Excerpt to read |
::::::
The benefits of an HSA plan for employers
Health savings accounts are not just beneficial for employees. Employers can take advantage of health savings accounts as well. The below outlines just a few ways that offering a health savings account can benefit employers:
- Cost Savings: An HSA plan can save employers money on insurance premiums compared to other insurance plans by placing more of the overall medical costs back on the employee. This, of course, is if an employer is contributing to paying all or part of the monthly insurance premium for the HDHP plan.
- Increased Employee Benefits: Offering an HSA plan can provide a valuable benefit to employees, especially if they are able to save money on their healthcare expenses and overall taxable income. An HSA provides added richness to the overall benefits offerings of an organization.
- Tax Advantages: Employers can make tax-free contributions to employees’ HSAs, and employees can make pre-tax contributions through payroll deductions. It is important to note that employees cannot write off any contributions made by the employer and the employer cannot write off any contributions made by an employee.
::::::
What you are asked to do | Rewrite everything from "- Increased Employee" down to "by an employee." in the text on HSA benefits for employers, swapping "organization" for "company". Rely only on the text when answering.

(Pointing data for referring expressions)
::::::
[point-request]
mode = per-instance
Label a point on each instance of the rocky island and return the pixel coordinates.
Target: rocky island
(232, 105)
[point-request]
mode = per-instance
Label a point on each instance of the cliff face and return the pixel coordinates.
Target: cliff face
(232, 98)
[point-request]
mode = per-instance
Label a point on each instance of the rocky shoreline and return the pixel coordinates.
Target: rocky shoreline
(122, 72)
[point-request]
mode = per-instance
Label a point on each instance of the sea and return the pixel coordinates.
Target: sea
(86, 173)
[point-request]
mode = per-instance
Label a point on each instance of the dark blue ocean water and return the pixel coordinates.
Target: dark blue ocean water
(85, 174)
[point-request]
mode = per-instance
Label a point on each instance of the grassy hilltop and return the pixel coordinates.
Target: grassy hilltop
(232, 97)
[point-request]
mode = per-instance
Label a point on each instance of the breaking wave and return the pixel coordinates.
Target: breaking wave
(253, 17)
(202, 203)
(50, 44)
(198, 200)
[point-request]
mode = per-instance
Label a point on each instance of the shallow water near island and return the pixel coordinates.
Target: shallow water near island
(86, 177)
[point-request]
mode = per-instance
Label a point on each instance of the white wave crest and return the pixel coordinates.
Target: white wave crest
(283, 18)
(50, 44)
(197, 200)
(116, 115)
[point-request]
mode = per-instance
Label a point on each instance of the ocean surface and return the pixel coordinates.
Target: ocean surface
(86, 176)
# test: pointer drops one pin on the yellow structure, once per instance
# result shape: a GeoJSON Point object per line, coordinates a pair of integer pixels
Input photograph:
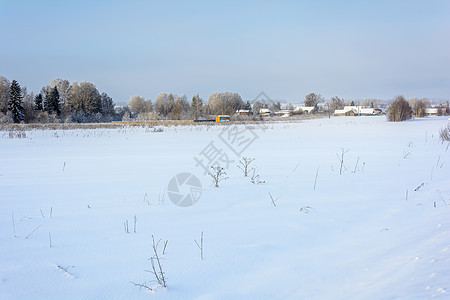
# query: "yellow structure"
{"type": "Point", "coordinates": [222, 118]}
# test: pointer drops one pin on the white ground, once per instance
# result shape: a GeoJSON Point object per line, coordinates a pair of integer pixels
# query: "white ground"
{"type": "Point", "coordinates": [365, 234]}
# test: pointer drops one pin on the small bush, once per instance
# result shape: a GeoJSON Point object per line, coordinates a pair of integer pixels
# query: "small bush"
{"type": "Point", "coordinates": [400, 110]}
{"type": "Point", "coordinates": [444, 134]}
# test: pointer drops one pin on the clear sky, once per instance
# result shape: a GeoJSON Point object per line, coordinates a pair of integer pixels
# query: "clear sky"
{"type": "Point", "coordinates": [351, 49]}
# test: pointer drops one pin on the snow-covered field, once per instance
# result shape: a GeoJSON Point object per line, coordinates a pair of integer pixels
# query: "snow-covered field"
{"type": "Point", "coordinates": [362, 234]}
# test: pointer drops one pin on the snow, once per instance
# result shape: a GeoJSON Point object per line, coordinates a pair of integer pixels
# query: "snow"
{"type": "Point", "coordinates": [365, 234]}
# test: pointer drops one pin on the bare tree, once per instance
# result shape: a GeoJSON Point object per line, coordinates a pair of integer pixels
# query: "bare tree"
{"type": "Point", "coordinates": [157, 269]}
{"type": "Point", "coordinates": [244, 165]}
{"type": "Point", "coordinates": [341, 160]}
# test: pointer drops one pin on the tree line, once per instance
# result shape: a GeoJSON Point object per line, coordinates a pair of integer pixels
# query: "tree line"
{"type": "Point", "coordinates": [59, 101]}
{"type": "Point", "coordinates": [62, 101]}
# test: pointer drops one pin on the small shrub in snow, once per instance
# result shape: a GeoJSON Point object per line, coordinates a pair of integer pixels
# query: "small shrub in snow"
{"type": "Point", "coordinates": [218, 174]}
{"type": "Point", "coordinates": [444, 134]}
{"type": "Point", "coordinates": [400, 110]}
{"type": "Point", "coordinates": [244, 165]}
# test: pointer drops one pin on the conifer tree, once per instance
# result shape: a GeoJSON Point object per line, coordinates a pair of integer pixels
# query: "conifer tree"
{"type": "Point", "coordinates": [15, 102]}
{"type": "Point", "coordinates": [38, 102]}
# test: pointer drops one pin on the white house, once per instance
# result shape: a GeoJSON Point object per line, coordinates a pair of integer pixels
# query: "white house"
{"type": "Point", "coordinates": [432, 111]}
{"type": "Point", "coordinates": [265, 112]}
{"type": "Point", "coordinates": [304, 109]}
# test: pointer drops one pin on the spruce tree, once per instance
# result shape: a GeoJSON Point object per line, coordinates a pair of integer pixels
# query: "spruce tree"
{"type": "Point", "coordinates": [38, 102]}
{"type": "Point", "coordinates": [15, 102]}
{"type": "Point", "coordinates": [54, 104]}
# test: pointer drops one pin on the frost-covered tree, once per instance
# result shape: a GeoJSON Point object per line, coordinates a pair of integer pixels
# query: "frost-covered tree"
{"type": "Point", "coordinates": [164, 104]}
{"type": "Point", "coordinates": [63, 87]}
{"type": "Point", "coordinates": [139, 105]}
{"type": "Point", "coordinates": [51, 101]}
{"type": "Point", "coordinates": [370, 103]}
{"type": "Point", "coordinates": [177, 110]}
{"type": "Point", "coordinates": [419, 106]}
{"type": "Point", "coordinates": [84, 98]}
{"type": "Point", "coordinates": [224, 103]}
{"type": "Point", "coordinates": [15, 102]}
{"type": "Point", "coordinates": [257, 106]}
{"type": "Point", "coordinates": [107, 105]}
{"type": "Point", "coordinates": [313, 99]}
{"type": "Point", "coordinates": [400, 110]}
{"type": "Point", "coordinates": [337, 103]}
{"type": "Point", "coordinates": [275, 106]}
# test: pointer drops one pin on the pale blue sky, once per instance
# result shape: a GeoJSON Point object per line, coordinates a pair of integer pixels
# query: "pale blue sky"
{"type": "Point", "coordinates": [352, 49]}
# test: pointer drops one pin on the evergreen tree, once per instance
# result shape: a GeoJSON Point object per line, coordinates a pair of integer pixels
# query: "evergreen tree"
{"type": "Point", "coordinates": [38, 102]}
{"type": "Point", "coordinates": [196, 107]}
{"type": "Point", "coordinates": [55, 105]}
{"type": "Point", "coordinates": [248, 106]}
{"type": "Point", "coordinates": [15, 102]}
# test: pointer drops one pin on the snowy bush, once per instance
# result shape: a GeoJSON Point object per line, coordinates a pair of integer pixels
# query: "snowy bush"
{"type": "Point", "coordinates": [400, 110]}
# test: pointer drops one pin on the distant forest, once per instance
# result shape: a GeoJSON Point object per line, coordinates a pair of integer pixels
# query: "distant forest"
{"type": "Point", "coordinates": [63, 102]}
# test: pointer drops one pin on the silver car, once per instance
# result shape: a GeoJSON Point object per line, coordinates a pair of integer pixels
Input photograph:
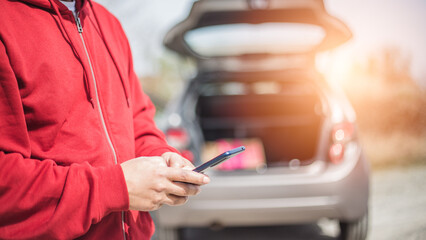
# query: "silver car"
{"type": "Point", "coordinates": [257, 86]}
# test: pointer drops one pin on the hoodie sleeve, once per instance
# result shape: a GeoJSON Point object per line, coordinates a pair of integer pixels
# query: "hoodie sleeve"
{"type": "Point", "coordinates": [38, 198]}
{"type": "Point", "coordinates": [149, 140]}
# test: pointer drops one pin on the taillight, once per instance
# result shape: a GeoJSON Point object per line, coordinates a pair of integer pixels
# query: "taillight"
{"type": "Point", "coordinates": [179, 139]}
{"type": "Point", "coordinates": [341, 134]}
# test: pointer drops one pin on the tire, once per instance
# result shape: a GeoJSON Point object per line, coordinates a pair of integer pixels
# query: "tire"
{"type": "Point", "coordinates": [355, 230]}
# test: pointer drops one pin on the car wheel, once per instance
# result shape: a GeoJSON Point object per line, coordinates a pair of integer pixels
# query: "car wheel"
{"type": "Point", "coordinates": [355, 230]}
{"type": "Point", "coordinates": [167, 233]}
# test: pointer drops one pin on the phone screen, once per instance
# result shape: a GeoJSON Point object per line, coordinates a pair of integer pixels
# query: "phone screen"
{"type": "Point", "coordinates": [219, 159]}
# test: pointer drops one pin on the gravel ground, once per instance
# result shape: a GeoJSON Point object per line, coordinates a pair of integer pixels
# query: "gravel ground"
{"type": "Point", "coordinates": [398, 204]}
{"type": "Point", "coordinates": [397, 207]}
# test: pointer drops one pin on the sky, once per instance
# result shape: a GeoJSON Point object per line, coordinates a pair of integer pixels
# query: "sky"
{"type": "Point", "coordinates": [375, 25]}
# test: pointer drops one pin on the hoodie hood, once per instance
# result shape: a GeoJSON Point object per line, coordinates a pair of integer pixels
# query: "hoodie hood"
{"type": "Point", "coordinates": [47, 4]}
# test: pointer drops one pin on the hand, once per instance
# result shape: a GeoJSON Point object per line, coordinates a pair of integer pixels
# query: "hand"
{"type": "Point", "coordinates": [152, 183]}
{"type": "Point", "coordinates": [177, 161]}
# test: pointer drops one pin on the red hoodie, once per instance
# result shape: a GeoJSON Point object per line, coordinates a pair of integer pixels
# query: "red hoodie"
{"type": "Point", "coordinates": [71, 110]}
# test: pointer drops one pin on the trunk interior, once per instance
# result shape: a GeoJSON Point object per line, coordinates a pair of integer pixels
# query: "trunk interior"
{"type": "Point", "coordinates": [284, 115]}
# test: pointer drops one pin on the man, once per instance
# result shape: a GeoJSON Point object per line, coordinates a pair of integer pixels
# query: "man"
{"type": "Point", "coordinates": [80, 155]}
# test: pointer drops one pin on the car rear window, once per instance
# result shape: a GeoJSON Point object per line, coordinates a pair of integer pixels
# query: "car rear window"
{"type": "Point", "coordinates": [243, 38]}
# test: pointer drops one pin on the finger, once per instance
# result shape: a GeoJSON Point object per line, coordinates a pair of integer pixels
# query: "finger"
{"type": "Point", "coordinates": [178, 161]}
{"type": "Point", "coordinates": [187, 176]}
{"type": "Point", "coordinates": [184, 189]}
{"type": "Point", "coordinates": [174, 200]}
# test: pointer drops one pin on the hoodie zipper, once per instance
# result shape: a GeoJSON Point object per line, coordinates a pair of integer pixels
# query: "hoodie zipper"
{"type": "Point", "coordinates": [80, 32]}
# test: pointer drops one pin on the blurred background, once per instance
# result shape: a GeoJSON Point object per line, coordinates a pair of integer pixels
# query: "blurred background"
{"type": "Point", "coordinates": [381, 69]}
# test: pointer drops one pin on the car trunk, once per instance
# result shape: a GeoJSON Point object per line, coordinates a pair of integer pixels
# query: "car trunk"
{"type": "Point", "coordinates": [286, 120]}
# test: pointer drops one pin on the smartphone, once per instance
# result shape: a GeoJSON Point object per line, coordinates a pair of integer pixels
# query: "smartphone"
{"type": "Point", "coordinates": [219, 159]}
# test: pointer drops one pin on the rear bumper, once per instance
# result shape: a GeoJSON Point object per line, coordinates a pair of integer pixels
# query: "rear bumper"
{"type": "Point", "coordinates": [339, 192]}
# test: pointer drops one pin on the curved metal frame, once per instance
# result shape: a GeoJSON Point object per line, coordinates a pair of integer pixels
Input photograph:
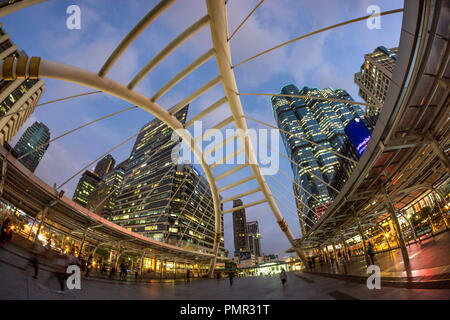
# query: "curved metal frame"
{"type": "Point", "coordinates": [219, 34]}
{"type": "Point", "coordinates": [217, 19]}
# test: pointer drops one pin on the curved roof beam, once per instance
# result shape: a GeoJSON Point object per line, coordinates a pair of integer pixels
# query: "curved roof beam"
{"type": "Point", "coordinates": [175, 43]}
{"type": "Point", "coordinates": [137, 30]}
{"type": "Point", "coordinates": [219, 31]}
{"type": "Point", "coordinates": [59, 71]}
{"type": "Point", "coordinates": [13, 7]}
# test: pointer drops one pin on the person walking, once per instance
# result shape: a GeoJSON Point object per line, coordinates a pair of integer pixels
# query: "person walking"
{"type": "Point", "coordinates": [283, 277]}
{"type": "Point", "coordinates": [88, 265]}
{"type": "Point", "coordinates": [188, 276]}
{"type": "Point", "coordinates": [136, 271]}
{"type": "Point", "coordinates": [113, 269]}
{"type": "Point", "coordinates": [310, 264]}
{"type": "Point", "coordinates": [231, 276]}
{"type": "Point", "coordinates": [6, 233]}
{"type": "Point", "coordinates": [371, 252]}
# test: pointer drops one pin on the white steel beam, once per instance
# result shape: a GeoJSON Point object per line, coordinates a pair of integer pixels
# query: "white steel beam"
::::::
Task result |
- Increased Employee Benefits: Offering an HSA plan can provide a valuable benefit to employees, especially if they are able to save money on their healthcare expenses and overall taxable income. An HSA provides added richness to the overall benefits offerings of an company.
- Tax Advantages: Employers can make tax-free contributions to employees’ HSAs, and employees can make pre-tax contributions through payroll deductions. It is important to note that employees cannot write off any contributions made by the employer and the employer cannot write off any contributions made by an employee.